Quoted text
▬▬▬▬▬▬

This project was submitted as a part of examination for Graph Representation Learning at Oxford.
The project report is here.
The inductive PPI model presented in the paper requires residual (skip) connections. In the offical implementation, residual connection is added to preactivations. In the course, we used PyTorch Geometric and I attempted to use it. However, the implementation of GATConv in PyTorch Geometric does not have this type of residual connection implemented. Unfortunately, it was not possible to implement this type of residual connection by simple addition. To ensure that model is identical to the model from paper, it was easier to give a "from scratch" implementation of GATLayer matching the one from the paper than to implement required type of residual connection in PyTorch Geometric. In future, I might propose the implementation of this residual connection in PyTorch Geometric. Interestingly, DGL implementation of GATConv supports the required type of residual connection.
GATLayer implementation is in layers.py and the corresponding tests for that implementation are in the notebook test_gat_layer_implementation.ipynb.

▬▬▬▬▬▬

Goal 1
Which lines in the rows below contain the word "whale"? Report each of them in full, treating case as significant.

Given records
▬▬▬▬▬▬

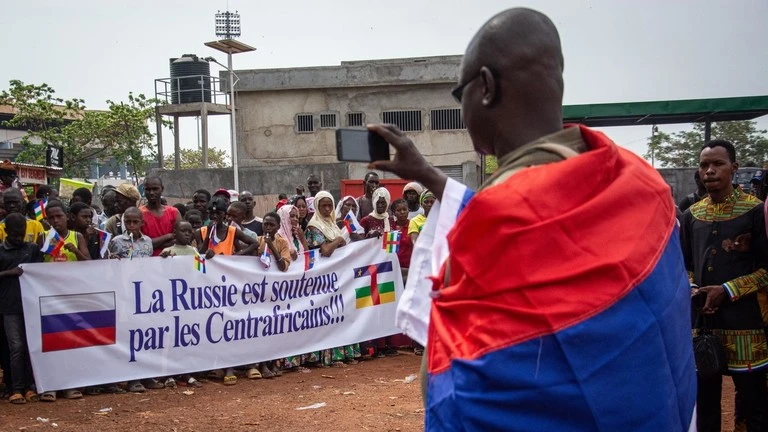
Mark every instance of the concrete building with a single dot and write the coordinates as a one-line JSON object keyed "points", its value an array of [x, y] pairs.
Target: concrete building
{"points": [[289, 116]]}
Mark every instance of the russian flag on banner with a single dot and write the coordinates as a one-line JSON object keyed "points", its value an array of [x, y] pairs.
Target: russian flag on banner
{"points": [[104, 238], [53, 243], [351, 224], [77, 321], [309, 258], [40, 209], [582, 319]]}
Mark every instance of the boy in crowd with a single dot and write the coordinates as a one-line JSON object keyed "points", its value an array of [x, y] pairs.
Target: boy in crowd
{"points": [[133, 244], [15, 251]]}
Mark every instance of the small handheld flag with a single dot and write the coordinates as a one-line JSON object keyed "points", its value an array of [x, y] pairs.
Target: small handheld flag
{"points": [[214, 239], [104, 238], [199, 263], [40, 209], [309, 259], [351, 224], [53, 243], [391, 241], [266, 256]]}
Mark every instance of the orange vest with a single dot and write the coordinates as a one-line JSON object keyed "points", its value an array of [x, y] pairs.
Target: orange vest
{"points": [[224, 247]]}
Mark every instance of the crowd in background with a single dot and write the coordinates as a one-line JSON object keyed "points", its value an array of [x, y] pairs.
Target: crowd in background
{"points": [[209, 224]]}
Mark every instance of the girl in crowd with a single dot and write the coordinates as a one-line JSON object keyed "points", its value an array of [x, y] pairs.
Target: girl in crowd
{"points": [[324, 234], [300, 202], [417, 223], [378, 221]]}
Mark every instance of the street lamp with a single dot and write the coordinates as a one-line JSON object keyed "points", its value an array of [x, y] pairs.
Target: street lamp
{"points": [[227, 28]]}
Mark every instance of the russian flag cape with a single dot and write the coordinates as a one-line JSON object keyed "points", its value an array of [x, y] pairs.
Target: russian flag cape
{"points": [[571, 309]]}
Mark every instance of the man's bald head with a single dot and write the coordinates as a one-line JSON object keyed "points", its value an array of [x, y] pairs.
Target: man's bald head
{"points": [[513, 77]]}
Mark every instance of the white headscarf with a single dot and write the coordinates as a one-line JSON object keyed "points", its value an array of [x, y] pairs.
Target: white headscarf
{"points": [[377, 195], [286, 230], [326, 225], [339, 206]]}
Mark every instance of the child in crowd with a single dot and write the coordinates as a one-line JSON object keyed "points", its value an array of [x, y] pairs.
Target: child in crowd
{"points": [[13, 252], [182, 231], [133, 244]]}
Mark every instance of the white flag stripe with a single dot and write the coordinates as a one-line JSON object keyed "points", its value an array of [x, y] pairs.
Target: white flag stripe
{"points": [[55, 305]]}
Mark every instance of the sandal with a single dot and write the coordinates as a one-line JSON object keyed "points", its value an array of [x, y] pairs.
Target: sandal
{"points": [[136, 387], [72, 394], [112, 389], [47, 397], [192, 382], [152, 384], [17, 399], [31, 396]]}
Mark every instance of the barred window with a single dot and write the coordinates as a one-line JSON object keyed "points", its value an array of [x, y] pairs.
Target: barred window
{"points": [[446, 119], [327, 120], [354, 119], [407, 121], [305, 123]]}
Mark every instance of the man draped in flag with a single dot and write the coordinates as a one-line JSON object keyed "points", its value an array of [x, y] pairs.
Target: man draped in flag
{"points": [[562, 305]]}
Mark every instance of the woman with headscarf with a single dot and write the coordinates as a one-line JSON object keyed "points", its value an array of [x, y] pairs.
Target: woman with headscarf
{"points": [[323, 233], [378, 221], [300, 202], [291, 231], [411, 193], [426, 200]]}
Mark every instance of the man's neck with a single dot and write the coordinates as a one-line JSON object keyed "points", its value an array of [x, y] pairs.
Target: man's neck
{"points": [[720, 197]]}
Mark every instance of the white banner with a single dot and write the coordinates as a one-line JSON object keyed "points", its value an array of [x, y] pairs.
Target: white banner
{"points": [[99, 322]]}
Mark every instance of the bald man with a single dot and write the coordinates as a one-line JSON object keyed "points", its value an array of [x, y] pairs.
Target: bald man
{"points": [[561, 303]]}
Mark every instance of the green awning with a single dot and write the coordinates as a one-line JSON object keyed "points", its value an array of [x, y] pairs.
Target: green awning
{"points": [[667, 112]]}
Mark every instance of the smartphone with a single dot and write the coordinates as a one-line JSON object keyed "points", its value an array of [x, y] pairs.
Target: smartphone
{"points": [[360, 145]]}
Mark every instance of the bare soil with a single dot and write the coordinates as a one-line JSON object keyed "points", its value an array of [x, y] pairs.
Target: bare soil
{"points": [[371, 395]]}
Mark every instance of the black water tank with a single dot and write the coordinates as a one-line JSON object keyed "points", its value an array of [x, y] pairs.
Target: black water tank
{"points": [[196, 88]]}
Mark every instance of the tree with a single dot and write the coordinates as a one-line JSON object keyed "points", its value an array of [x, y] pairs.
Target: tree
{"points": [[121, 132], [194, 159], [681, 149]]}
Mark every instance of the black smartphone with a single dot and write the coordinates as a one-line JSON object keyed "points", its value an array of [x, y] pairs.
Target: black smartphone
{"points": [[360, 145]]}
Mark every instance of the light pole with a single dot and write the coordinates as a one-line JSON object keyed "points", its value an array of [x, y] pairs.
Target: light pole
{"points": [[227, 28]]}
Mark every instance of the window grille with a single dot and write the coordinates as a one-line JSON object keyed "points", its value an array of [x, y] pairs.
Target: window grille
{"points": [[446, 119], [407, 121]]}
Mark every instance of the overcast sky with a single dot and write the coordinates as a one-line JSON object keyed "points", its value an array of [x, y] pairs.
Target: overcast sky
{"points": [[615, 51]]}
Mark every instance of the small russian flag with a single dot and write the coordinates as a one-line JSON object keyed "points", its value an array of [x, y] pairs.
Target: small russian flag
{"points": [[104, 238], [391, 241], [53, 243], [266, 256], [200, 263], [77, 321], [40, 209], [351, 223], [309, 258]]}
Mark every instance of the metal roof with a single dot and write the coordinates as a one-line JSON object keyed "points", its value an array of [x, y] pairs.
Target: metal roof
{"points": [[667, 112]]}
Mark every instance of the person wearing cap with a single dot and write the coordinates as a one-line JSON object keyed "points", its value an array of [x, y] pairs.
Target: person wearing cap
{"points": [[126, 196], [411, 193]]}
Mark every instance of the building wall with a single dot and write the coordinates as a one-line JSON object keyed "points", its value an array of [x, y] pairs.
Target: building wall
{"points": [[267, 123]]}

▬▬▬▬▬▬

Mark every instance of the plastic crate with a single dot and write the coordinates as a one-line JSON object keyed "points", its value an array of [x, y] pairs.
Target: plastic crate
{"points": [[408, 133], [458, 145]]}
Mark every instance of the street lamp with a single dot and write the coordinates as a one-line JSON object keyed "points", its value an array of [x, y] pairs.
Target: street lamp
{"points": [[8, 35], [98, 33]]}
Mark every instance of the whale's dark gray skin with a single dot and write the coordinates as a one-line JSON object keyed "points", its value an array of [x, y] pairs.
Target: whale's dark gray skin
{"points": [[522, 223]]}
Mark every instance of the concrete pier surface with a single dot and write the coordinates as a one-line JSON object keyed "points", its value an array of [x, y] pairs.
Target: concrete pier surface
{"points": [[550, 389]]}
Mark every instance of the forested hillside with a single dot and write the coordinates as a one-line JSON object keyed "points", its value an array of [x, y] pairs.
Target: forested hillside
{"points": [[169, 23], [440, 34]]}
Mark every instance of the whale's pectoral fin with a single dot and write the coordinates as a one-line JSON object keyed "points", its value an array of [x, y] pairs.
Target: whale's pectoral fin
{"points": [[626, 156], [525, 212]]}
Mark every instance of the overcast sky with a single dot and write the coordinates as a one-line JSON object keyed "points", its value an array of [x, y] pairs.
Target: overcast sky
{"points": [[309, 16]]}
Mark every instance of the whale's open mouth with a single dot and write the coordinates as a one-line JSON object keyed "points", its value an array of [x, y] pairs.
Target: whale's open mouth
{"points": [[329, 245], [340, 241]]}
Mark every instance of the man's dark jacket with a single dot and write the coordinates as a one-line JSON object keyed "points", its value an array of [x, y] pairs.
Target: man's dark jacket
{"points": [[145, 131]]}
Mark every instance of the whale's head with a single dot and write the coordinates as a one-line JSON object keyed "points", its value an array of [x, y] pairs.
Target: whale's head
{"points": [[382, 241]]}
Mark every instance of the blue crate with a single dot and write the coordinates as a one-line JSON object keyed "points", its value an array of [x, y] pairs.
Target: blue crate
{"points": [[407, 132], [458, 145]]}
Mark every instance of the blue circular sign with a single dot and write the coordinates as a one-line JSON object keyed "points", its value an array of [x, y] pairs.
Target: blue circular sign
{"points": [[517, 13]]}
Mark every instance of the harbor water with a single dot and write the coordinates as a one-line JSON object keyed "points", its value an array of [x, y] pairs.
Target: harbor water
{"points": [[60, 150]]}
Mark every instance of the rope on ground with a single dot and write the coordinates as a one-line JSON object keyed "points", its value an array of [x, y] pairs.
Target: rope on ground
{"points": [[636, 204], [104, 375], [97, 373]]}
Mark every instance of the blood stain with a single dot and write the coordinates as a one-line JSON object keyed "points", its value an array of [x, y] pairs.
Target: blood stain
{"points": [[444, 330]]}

▬▬▬▬▬▬

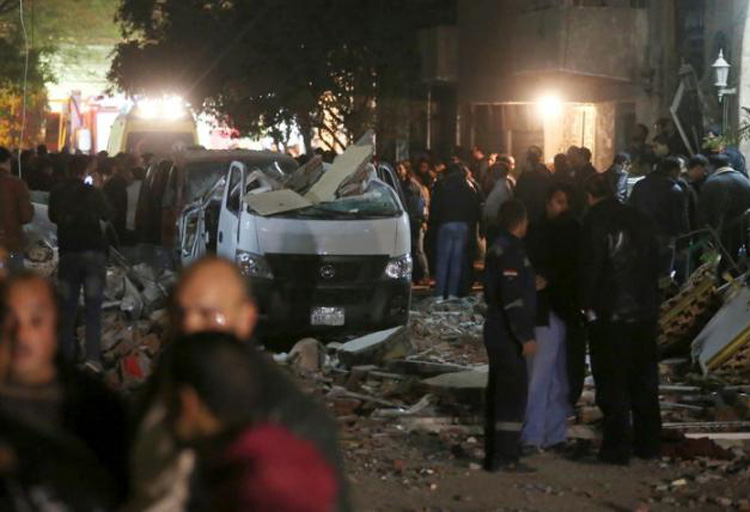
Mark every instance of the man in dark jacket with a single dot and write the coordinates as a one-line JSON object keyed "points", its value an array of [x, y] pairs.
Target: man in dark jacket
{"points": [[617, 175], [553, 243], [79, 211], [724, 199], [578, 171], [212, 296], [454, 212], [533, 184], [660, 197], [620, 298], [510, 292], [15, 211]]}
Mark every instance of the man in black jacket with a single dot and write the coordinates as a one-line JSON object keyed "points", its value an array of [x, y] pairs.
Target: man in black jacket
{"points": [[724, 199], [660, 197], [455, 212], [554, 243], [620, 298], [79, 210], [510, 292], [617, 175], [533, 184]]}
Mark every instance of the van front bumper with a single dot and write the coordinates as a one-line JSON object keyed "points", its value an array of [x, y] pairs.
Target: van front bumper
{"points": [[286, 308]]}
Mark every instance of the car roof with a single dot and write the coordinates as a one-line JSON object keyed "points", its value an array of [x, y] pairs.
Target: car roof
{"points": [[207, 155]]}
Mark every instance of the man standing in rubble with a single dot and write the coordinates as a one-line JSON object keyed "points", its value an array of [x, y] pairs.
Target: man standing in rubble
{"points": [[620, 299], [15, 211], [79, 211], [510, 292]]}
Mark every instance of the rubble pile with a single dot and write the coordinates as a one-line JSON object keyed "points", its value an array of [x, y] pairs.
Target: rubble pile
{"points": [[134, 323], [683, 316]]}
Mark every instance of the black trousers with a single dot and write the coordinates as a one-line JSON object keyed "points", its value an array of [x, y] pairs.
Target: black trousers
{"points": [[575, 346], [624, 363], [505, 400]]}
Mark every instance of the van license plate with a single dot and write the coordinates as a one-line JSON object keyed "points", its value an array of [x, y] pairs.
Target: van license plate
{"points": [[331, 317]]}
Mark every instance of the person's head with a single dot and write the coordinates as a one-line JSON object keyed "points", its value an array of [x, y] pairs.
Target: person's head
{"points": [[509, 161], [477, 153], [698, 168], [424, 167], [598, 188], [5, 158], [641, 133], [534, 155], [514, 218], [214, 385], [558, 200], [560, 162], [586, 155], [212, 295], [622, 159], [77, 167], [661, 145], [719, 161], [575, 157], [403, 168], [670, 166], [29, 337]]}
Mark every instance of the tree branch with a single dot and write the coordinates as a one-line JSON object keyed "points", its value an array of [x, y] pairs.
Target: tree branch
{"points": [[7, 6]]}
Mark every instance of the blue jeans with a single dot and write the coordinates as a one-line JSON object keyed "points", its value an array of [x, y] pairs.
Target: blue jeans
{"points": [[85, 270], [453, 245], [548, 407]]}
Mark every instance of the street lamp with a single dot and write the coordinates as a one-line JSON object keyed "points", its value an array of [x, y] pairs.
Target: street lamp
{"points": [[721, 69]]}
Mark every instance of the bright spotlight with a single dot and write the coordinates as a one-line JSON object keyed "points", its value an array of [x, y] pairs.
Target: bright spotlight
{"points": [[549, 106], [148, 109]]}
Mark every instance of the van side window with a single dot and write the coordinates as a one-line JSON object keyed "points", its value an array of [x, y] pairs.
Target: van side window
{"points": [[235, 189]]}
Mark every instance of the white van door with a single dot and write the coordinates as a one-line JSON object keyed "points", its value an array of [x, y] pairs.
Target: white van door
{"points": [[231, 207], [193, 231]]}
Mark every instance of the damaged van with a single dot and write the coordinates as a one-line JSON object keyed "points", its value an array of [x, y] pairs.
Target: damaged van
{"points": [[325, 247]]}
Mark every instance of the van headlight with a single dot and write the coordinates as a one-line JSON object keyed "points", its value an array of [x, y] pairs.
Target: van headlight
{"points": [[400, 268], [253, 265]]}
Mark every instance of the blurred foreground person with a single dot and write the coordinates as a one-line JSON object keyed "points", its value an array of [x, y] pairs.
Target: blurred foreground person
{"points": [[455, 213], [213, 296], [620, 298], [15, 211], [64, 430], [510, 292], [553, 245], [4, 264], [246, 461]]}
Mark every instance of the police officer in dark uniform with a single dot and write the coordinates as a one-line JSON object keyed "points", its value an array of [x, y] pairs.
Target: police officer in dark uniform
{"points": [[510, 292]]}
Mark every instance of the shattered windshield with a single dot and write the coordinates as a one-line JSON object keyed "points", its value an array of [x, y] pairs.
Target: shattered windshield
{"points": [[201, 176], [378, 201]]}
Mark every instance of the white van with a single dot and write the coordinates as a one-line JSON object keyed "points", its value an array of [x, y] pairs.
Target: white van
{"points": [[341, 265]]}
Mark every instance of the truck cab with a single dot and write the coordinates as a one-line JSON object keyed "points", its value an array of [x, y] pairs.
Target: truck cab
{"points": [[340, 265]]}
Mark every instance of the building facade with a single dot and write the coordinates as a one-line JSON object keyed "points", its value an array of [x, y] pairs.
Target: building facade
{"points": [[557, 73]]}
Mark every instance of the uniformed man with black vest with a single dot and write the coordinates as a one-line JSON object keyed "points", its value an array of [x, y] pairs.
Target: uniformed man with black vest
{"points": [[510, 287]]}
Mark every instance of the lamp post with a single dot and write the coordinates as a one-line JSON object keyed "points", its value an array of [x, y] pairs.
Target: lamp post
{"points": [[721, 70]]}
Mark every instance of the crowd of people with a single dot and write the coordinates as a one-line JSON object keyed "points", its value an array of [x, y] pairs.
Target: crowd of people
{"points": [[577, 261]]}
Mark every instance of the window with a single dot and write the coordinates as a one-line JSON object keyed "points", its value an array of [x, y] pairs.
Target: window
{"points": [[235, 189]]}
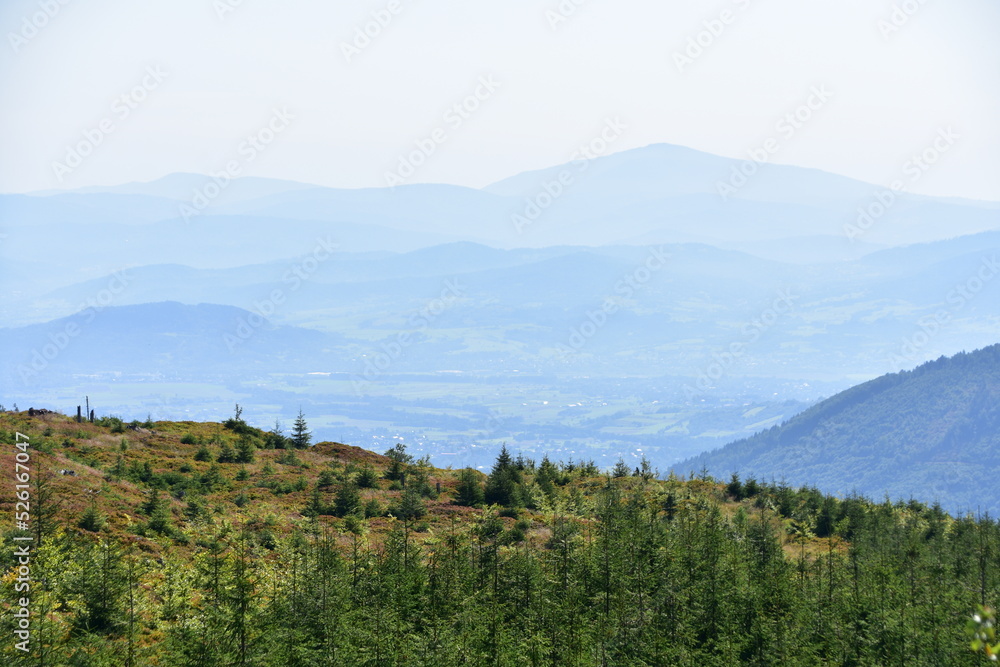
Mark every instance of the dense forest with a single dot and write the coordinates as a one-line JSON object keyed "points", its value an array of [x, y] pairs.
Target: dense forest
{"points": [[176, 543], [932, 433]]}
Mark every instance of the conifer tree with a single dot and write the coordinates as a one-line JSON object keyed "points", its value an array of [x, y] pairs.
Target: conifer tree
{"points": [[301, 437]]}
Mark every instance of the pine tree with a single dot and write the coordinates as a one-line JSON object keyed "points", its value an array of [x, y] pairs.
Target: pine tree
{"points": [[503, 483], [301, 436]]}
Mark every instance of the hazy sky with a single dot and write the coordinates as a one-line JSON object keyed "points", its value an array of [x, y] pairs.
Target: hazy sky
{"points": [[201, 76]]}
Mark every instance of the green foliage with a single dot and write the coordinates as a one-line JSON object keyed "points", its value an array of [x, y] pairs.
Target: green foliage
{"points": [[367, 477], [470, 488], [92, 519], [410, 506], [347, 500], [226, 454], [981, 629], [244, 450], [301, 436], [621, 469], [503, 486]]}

▬▬▬▬▬▬

Goal 2
Reproduce verbatim the part of the GAT project note above that opens with the words containing "The inductive PPI" and closes with "of residual connection.".

Written reply 1
Mark every instance of the whale's dark gray skin with a single dot and write the coordinates as a one-line JSON object keyed "points", its value an array of [x, y] pairs.
Target: whale's dark gray skin
Mark every instance of the whale's pectoral fin with a single dot and write the coordinates as a one-line JSON object keyed "points", its value an array of [x, y] pairs.
Target: whale's pectoral fin
Mark every instance of the whale's open mouth with a single dot and write the coordinates as a one-line JSON object keyed "points", its value an array of [x, y] pairs.
Target: whale's open mouth
Mark every instance of the whale's head with a single dot and write the coordinates as a one-line JSON object keyed "points", its value an array of [x, y] pairs.
Target: whale's head

Written reply 2
The inductive PPI model presented in the paper requires residual (skip) connections. In the offical implementation, residual connection is added to preactivations. In the course, we used PyTorch Geometric and I attempted to use it. However, the implementation of GATConv in PyTorch Geometric does not have this type of residual connection implemented. Unfortunately, it was not possible to implement this type of residual connection by simple addition. To ensure that model is identical to the model from paper, it was easier to give a "from scratch" implementation of GATLayer matching the one from the paper than to implement required type of residual connection in PyTorch Geometric. In future, I might propose the implementation of this residual connection in PyTorch Geometric. Interestingly, DGL implementation of GATConv supports the required type of residual connection.